* PASSAGE TO READ *
Danaus plexippus Vanessa cardui Adelpha bredowii
Donner Pass 5 6 0
Sierraville 4 2 2
Davis 0 0 3

In this example, we can see that Donner Pass and Sierraville are similar to each other for two species. Also Davis and Sierraville are somewhat similar to each other because they have one species in common. If we were going to group these sites based on similarity, Donner Pass and Sierraville would be more similar to each other than to Davis.

If we plot these relationships as a tree (after some statistical wankery) we see that Donner Pass and Sierraville appear close together with Davis far apart from them.

Cluster plot of the toy example referred to above.

Cluster plot of the toy example referred to above.

Please note here that I have created this page using RMardown in RStudio. All of the code and data used to create this post are freely available through this project’s github repository.

Star Wars musical ecology

During the Star Wars Oxygen podcast, David W. Collins began what he called his “theme tracker,” which was essential a spreadsheet of the number of times a theme played per film.

* DATA SHOWN *

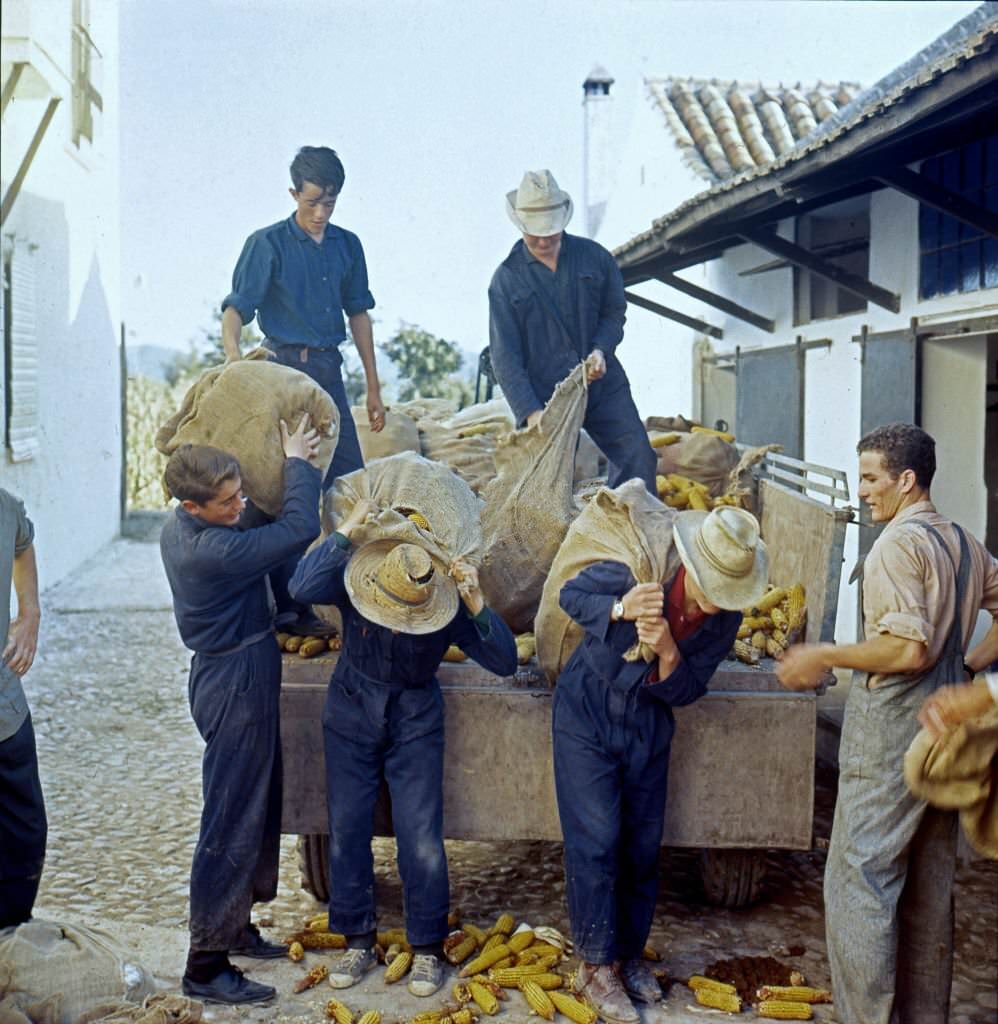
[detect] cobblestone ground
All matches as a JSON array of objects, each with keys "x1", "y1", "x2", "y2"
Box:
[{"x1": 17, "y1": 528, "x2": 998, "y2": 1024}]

* AIM OF THE TASK *
Can you carry on the musical ecology post from its last sentence, about the "theme tracker"? The listing is separate from the text on musical ecology.

* RESULT FOR THIS TASK *
David W. Collins made a count matrix.

We can apply statistics to Star Wars!!!! Oh happy day!!!

The data

To reverse engineer the theme tracker I listened back through all of the Star Wars Oxygen episode with pencil and paper ready. I made note of how often a theme was played during a particular film every time Mr. Collins mentioned it. In some instances, I had to get a bit of help and I read the breakdowns and threads from these sites:

This was especially helpful when going the AOTC, which had a lot of music edits.

The data I ended up with, and which is used here had:

  • 7 rows - one for each film (“ecosystem”)
  • 35 columns - one for each theme (“species”)

These data could be incomplete and are in need of improvement. I am particularly concerned by the lack of “rare” themes in the data set. Rare things are important in ecology. There are two ways you could contribute:

General Plots

All the themes

Let’s make a histogram where the total number of appearances each theme makes in the saga is plotted. Hover your cursor over each bar to see what it represents.

Plot of all theme appearances

Themes by Film

Let’s make a plot where each film is represented by a bar and that bar is filled according to the frequency of the themes in that movie. Hover your cursor over a bar to see the theme and number of times it appeared in that film. Try clicking on compare data on hover to see all the themes at once.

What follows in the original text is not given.